* Selected excerpt *
+ + + + + + +

Bee’s musical story starts at Korean karaoke. Well, sort of. Long before Babebee became Babebee, they demonstrated an intense love of music and talent for performance. At six years old, they’d bust out Celine Dion’s “My Heart Will Go On” at the Korean restaurant/karaoke bar their dad worked at in Georgia. (“Why was I singing that? “I’m so in love right now. And with who?” They joke.) That same year, they attempted to audition for American Idol—before leaving shortly after getting in line. At 8, they began writing songs on piano—“about being a bird”—and when they were a little bit older, around 12, they auditioned for a few K-pop entertainment companies that would travel to Georgia to audition talent. (Growing up, Bee was the only Asian kid in their school, but nearby Duluth, GA has a large Korean population.) “My thinking process at the time was like, ‘Oh, this is the only way that I can make it in music,’” they say. “But I love IU, Lim Kim, 2NE1, Girls Generation, old K-pop…My lines are super melodic; I like to change my flow a lot. To be honest, I think that’s K-pop inspired.”

They abandoned the idea of becoming a K-pop idol, but kept an appreciation of K-pop, and more specifically, being Korean, alive in their music. “My first language was Korean. I lived there until kindergarten. I remember being spanked by my grandma for peeing the bed and watching K-dramas alone in their grandma’s small apartment,” they laugh. Multiculturalism is at the center of everything they create.

+ + + + + + +

* Stored data entries *

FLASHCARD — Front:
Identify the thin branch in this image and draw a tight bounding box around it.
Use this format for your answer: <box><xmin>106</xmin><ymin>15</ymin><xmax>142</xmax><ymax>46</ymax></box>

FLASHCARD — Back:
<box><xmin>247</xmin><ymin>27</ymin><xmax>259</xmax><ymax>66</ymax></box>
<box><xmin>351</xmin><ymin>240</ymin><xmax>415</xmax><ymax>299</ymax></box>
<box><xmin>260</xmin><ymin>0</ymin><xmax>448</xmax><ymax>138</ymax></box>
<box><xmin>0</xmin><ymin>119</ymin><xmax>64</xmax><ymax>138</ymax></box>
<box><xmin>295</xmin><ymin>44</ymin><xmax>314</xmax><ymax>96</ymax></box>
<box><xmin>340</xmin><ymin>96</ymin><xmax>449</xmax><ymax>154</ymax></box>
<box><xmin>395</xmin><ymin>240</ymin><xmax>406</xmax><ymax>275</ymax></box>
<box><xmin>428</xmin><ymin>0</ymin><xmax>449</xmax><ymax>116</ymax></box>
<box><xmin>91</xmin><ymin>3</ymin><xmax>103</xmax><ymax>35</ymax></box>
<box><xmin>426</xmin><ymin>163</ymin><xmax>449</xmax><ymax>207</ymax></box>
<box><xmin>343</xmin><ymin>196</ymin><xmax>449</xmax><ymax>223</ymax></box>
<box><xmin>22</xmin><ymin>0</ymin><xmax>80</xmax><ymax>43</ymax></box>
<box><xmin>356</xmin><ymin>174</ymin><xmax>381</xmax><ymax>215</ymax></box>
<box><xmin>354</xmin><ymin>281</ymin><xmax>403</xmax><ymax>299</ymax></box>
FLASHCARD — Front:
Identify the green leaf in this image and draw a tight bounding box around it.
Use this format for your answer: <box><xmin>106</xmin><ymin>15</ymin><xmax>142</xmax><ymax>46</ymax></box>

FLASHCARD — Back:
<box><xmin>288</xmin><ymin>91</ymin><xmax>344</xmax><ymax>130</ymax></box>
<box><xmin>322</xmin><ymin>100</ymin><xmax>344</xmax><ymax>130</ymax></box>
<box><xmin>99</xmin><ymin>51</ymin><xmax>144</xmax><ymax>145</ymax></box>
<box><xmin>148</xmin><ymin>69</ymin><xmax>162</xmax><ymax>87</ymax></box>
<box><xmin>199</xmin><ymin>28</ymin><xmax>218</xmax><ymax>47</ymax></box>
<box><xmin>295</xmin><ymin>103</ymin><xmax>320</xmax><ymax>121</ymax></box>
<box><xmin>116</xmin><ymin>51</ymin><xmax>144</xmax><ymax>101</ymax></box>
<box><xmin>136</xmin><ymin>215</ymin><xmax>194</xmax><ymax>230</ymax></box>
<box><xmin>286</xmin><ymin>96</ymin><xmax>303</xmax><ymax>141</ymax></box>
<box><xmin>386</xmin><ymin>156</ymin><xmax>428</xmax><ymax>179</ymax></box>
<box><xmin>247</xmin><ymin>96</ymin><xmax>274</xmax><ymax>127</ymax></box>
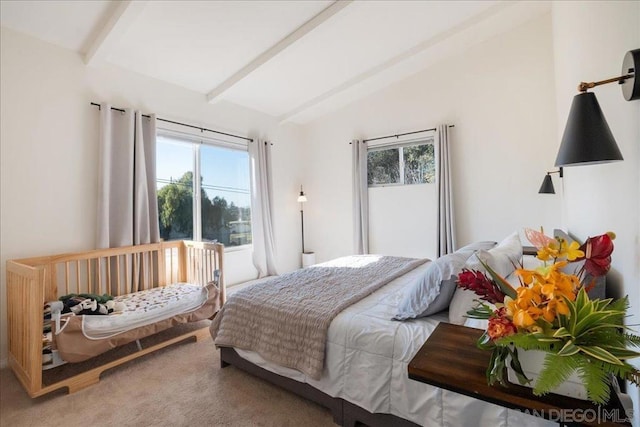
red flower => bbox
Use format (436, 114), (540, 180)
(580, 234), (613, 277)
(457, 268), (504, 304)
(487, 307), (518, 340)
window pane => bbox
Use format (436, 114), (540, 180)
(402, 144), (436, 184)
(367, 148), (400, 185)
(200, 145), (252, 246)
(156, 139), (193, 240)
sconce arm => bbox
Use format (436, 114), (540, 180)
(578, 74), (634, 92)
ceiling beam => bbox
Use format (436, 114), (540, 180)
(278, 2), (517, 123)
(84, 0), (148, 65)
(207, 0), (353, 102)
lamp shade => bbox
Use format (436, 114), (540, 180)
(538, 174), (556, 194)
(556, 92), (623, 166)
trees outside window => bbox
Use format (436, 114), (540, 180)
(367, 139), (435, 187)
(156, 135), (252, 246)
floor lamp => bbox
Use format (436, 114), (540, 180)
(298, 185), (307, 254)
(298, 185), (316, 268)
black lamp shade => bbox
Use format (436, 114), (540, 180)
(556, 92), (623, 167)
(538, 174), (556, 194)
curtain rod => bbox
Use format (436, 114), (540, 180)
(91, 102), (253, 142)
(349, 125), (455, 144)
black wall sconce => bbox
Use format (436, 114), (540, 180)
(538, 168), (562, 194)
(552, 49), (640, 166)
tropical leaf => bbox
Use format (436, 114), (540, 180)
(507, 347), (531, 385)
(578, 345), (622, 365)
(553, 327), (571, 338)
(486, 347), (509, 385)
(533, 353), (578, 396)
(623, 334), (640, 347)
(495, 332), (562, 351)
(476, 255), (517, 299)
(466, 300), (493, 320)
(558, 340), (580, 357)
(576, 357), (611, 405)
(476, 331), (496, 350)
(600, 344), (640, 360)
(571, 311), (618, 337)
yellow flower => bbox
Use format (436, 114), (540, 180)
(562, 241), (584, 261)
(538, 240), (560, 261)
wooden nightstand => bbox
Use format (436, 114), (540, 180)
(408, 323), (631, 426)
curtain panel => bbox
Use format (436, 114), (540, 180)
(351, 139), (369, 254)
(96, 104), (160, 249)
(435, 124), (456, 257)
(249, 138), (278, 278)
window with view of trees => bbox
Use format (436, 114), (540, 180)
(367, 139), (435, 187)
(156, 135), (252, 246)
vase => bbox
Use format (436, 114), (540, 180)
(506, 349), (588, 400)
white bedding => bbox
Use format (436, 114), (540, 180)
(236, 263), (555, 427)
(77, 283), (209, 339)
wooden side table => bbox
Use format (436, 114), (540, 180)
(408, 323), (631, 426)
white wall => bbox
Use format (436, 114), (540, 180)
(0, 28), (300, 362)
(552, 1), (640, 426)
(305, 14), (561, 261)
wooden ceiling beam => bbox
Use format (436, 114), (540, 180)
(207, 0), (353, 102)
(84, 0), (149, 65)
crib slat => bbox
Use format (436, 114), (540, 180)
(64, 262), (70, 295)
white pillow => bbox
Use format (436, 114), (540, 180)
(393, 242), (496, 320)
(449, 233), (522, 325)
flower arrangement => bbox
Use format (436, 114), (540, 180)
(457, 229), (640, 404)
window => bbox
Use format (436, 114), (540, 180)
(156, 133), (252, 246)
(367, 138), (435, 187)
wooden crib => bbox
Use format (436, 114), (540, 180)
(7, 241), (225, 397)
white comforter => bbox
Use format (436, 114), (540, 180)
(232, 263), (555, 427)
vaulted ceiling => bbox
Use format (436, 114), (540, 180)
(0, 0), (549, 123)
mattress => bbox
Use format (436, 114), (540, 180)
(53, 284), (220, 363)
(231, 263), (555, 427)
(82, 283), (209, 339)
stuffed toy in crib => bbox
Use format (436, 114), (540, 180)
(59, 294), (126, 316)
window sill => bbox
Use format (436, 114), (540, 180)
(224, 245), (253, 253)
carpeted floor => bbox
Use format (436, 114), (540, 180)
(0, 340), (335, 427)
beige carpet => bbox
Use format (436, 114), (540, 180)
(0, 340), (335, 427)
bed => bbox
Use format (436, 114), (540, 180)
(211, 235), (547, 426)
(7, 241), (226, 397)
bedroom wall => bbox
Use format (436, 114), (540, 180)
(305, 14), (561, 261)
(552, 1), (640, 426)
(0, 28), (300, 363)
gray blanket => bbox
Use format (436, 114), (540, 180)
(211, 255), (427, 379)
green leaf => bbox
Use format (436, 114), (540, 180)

+ + + + + + +

* Given task *
Pick up the profile of Bee's music after its last sentence and keep writing it. The rows are unrelated to the text and stand on their own.

* Response to this task *
It’s also why you’ll hear some Imogen Heap, Björk, The xx, SOPHIE, FKA twigs, Blood Orange, King Krule, Mid-Air Thief, yeule, and much more woven into Babebee’s music grounded by a fully-realized conceptual language. Like their body/mind/soul trio of projects in 2021 (first portal of my soul, then BODY) and 2022 (mind over matter, which deals directly with generational trauma). Their songs start with a beat, or a melody, and stream-of-consciousness lyricism, which speaks to their wisdom. “I don’t recognize it while it’s happening,” they say, “but afterwards, it’s like the songs predict the outcome of the situation I’m writing about.” It’s what all great art does: reveal self-evident truths, whether we like it or not.